───── Dataset records ─────
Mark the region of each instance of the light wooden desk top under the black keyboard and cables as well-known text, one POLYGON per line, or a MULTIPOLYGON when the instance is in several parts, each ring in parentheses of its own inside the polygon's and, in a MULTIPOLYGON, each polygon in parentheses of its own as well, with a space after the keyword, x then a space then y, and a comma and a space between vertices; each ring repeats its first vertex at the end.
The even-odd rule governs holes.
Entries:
─────
───── Dataset records ─────
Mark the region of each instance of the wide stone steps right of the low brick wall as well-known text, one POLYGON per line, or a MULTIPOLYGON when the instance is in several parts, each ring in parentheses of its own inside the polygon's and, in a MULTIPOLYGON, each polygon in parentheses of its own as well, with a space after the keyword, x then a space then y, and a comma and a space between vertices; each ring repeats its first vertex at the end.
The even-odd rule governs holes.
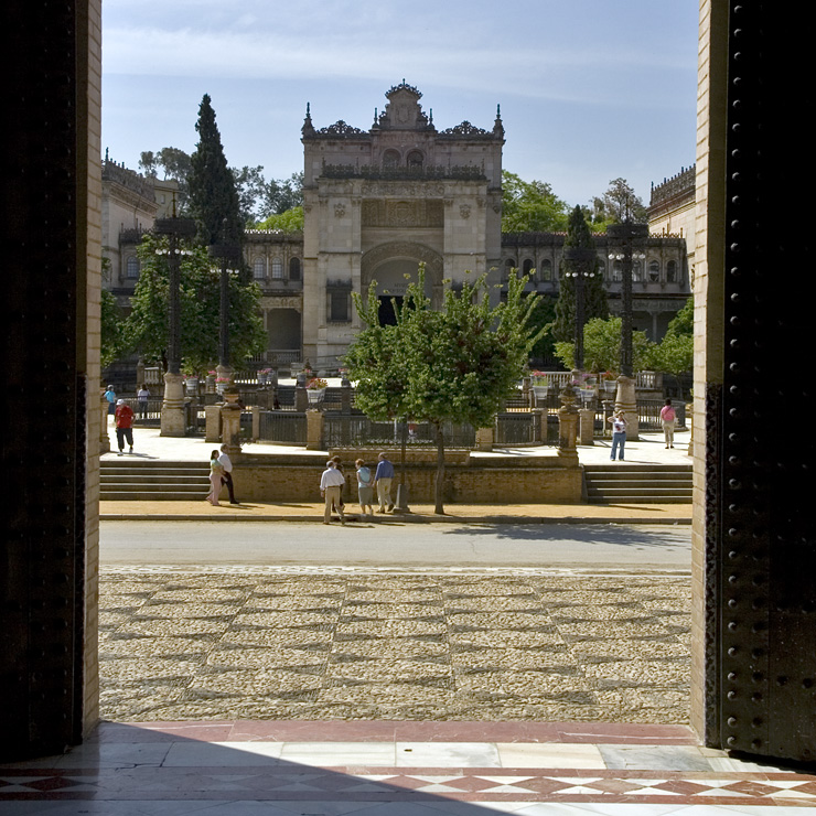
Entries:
─────
Work through the records line by line and tally those with the word "vertices". Report only the total.

• Finished exercise: 2